Items from a data source:
## BEGIN

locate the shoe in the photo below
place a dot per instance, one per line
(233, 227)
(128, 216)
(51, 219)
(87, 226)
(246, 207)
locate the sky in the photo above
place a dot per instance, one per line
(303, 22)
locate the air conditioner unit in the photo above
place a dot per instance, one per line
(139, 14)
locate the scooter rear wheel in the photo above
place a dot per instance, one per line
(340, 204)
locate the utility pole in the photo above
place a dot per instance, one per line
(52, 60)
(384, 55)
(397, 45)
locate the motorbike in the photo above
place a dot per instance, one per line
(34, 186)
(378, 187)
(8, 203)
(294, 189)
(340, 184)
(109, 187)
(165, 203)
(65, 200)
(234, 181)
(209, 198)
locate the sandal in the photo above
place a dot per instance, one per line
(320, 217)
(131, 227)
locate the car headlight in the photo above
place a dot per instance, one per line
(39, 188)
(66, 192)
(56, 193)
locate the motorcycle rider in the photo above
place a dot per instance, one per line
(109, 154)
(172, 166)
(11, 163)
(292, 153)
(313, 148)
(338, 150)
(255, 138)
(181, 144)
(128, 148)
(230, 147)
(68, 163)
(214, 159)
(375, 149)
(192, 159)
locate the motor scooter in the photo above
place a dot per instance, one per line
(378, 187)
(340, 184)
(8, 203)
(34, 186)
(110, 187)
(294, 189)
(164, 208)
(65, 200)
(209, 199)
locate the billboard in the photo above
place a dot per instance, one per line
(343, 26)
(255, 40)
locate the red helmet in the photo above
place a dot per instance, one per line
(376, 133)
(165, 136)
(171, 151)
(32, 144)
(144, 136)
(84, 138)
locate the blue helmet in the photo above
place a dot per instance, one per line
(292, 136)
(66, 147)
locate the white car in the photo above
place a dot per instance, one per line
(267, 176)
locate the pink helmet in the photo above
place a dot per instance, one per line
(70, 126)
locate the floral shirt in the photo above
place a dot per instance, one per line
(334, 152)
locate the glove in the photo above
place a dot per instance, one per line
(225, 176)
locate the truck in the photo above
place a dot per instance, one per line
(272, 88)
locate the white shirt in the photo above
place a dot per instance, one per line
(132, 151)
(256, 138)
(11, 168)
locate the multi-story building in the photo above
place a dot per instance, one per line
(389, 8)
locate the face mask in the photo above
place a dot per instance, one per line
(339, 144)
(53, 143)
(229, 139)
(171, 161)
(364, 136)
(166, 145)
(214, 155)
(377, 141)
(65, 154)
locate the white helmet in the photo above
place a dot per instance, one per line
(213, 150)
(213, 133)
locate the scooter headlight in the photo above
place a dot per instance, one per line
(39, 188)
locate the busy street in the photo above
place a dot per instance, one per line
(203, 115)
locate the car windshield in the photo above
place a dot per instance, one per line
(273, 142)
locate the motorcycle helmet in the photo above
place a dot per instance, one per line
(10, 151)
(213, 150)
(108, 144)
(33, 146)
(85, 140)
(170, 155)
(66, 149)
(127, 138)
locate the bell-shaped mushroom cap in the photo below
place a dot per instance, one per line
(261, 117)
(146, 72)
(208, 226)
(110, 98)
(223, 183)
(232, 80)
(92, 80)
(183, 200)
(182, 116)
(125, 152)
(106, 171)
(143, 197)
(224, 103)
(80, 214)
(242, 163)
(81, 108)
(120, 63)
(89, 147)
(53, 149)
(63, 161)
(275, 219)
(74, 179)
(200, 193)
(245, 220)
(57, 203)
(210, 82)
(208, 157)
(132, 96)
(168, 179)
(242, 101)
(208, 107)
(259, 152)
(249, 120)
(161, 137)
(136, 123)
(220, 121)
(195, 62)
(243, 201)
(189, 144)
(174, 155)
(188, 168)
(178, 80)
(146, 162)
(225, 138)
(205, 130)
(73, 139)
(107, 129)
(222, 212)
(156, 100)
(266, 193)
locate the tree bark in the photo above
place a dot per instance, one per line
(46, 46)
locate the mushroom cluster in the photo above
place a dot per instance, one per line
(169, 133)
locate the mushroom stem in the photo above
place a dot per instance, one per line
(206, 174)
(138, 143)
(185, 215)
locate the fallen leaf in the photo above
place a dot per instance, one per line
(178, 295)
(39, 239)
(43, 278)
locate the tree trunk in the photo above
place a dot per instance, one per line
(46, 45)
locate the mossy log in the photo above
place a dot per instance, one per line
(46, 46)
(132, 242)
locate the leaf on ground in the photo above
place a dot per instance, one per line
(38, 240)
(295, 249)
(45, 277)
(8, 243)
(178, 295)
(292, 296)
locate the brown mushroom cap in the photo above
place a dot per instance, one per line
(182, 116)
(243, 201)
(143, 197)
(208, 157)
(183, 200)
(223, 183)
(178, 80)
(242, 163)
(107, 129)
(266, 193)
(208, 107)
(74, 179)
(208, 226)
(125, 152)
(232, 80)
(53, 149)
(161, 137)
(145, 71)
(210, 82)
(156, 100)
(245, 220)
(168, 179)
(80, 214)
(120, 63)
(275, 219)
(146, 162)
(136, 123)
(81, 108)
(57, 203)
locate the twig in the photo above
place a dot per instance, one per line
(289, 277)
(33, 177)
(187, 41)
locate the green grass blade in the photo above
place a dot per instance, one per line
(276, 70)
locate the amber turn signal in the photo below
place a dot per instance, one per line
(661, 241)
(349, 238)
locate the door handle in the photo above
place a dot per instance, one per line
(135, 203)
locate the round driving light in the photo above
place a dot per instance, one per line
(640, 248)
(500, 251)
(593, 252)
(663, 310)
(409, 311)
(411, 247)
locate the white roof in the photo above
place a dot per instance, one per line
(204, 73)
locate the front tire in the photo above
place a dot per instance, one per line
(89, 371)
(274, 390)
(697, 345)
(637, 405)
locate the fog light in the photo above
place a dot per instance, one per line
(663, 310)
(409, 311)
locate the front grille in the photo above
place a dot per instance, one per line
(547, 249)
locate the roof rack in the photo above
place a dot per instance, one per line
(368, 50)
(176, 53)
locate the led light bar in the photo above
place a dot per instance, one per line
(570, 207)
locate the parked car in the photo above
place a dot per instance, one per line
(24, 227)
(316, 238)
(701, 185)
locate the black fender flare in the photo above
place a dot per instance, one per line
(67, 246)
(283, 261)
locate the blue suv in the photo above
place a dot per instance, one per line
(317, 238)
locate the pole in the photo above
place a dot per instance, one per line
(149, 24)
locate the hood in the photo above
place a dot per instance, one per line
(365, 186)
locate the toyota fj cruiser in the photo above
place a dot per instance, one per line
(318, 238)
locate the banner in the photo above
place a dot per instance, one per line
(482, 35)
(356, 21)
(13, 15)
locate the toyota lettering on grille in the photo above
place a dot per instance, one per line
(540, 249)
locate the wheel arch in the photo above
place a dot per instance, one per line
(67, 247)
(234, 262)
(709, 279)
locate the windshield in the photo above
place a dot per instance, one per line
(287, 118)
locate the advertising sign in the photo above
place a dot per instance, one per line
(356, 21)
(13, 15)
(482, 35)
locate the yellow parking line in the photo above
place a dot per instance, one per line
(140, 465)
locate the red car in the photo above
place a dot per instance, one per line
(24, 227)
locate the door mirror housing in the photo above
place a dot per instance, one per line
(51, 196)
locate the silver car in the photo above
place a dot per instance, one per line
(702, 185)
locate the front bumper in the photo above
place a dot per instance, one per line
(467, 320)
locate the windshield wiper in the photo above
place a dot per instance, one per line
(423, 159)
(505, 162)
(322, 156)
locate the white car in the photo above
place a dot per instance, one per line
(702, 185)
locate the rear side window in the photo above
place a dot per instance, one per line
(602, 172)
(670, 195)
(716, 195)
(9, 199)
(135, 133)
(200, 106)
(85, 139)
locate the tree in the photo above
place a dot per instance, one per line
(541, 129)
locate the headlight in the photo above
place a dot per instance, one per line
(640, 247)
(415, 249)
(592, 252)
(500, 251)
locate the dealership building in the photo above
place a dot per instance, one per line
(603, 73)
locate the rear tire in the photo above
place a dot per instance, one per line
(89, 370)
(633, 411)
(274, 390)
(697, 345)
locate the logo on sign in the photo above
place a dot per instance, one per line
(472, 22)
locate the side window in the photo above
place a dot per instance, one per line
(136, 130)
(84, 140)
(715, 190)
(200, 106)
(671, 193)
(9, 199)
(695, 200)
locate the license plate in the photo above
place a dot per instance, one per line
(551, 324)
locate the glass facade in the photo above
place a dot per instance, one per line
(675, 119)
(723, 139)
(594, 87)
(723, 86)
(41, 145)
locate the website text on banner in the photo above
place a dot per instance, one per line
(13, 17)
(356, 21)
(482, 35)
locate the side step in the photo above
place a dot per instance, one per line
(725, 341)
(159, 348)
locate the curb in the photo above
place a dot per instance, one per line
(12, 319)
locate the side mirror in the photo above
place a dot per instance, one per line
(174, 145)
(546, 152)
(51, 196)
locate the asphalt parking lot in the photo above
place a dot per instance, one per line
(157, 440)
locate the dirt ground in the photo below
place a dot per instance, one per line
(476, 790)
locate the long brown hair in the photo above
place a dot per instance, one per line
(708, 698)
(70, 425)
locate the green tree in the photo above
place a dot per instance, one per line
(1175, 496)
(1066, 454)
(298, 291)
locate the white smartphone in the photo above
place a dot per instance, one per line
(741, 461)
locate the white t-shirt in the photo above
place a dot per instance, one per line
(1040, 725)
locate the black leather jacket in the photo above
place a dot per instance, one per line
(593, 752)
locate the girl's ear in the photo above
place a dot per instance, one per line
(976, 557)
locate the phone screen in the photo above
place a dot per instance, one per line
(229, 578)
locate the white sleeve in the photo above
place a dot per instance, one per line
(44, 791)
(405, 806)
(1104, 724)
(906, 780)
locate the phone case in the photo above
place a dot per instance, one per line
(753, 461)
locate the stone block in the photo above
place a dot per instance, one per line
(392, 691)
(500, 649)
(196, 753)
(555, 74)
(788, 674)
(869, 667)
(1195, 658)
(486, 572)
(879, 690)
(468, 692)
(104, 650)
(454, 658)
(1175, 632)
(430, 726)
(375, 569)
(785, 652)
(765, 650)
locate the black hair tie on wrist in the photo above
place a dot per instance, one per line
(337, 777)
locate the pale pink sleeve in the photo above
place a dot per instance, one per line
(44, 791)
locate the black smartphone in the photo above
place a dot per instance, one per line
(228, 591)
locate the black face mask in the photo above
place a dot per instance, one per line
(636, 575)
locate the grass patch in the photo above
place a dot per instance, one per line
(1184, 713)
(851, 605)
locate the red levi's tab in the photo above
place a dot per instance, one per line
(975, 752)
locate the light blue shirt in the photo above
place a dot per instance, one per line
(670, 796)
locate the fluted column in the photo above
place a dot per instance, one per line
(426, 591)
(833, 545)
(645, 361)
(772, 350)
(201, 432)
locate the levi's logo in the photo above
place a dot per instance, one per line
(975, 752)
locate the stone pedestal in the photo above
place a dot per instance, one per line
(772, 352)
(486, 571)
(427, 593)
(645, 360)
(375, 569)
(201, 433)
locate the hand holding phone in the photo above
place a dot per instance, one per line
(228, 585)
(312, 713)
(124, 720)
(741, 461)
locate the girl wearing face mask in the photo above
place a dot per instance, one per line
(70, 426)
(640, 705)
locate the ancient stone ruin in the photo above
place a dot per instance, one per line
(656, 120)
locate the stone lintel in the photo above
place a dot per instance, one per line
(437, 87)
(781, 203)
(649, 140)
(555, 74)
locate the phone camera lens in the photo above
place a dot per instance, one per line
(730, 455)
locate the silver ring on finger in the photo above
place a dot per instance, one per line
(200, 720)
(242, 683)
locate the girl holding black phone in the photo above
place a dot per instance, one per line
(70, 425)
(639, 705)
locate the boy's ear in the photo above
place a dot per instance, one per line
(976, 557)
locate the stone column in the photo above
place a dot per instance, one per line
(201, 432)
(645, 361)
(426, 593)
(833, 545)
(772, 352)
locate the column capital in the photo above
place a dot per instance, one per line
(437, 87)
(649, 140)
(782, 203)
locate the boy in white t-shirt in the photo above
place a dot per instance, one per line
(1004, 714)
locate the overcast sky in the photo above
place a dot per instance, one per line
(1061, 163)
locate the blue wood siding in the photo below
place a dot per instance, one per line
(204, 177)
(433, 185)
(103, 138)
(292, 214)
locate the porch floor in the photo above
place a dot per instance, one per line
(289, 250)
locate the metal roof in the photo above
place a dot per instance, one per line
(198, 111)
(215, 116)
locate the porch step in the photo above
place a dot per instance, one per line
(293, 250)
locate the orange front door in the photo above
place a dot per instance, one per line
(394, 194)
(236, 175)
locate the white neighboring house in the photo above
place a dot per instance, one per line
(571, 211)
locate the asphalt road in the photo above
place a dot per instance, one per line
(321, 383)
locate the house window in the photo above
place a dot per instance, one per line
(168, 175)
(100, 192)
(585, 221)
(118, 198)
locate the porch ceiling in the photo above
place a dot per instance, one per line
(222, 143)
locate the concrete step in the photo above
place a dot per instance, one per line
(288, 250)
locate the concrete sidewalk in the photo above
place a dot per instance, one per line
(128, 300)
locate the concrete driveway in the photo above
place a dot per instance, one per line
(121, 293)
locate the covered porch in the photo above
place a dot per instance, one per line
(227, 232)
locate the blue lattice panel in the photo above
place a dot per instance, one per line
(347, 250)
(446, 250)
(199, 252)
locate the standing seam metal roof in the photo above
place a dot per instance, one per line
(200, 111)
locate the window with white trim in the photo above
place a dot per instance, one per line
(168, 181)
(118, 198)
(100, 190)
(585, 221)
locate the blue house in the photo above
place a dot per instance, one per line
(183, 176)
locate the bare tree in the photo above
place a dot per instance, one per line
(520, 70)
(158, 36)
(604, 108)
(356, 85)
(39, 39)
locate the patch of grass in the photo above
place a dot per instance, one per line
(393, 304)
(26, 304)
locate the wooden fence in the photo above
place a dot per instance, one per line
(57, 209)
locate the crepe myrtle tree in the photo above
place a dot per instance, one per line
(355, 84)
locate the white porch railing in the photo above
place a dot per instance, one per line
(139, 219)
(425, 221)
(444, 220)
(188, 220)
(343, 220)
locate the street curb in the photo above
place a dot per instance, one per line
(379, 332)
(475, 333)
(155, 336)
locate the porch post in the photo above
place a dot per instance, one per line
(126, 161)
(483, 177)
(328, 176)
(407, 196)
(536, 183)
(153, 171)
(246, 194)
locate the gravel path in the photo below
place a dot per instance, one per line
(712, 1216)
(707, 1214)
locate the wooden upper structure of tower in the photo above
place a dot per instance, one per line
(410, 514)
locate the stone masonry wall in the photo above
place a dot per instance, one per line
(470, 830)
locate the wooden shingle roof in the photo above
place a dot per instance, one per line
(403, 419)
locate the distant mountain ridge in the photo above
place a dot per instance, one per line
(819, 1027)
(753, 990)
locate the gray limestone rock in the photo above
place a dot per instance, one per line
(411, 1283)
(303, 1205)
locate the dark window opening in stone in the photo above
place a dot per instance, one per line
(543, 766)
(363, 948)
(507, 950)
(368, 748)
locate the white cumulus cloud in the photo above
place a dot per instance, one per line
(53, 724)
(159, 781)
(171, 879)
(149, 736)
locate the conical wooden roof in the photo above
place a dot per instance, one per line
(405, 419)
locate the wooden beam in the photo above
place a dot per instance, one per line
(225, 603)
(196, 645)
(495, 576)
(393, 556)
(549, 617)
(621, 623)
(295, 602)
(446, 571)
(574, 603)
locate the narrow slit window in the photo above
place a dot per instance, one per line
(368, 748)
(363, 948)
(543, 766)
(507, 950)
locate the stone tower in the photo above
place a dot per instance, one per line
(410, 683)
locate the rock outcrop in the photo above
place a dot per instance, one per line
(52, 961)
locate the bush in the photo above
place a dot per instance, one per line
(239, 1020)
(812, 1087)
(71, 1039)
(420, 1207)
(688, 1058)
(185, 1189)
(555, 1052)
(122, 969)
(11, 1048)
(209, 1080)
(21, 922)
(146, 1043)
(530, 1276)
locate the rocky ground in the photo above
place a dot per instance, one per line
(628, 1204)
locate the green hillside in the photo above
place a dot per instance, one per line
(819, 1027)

## END

In the entries above, find the line containing "locate the conical". Set down that line and every line after it through the last one, exactly and alone.

locate the conical wooden roof in the photo above
place a dot per instance, one per line
(405, 419)
locate the wooden beam in the photo above
place a dot per instance, one per line
(225, 603)
(196, 645)
(495, 576)
(393, 556)
(549, 617)
(621, 623)
(295, 602)
(446, 571)
(574, 603)
locate the narrow slit window in the photo above
place a dot per instance, one per line
(368, 748)
(363, 948)
(543, 766)
(507, 950)
locate the stone tower in the photo above
place a dot per instance, one per line
(410, 683)
locate the rock outcrop in the photo above
place a dot per instance, one per line
(52, 961)
locate the bush in the photo above
place a dot per instance, one per line
(239, 1020)
(812, 1087)
(71, 1039)
(420, 1207)
(688, 1058)
(185, 1189)
(555, 1052)
(122, 969)
(11, 1048)
(209, 1080)
(21, 922)
(146, 1043)
(530, 1276)
locate the rocky ground in the photo above
place a dot per instance, one per line
(628, 1204)
locate the green hillside in the photo above
place a dot per instance, one per line
(819, 1027)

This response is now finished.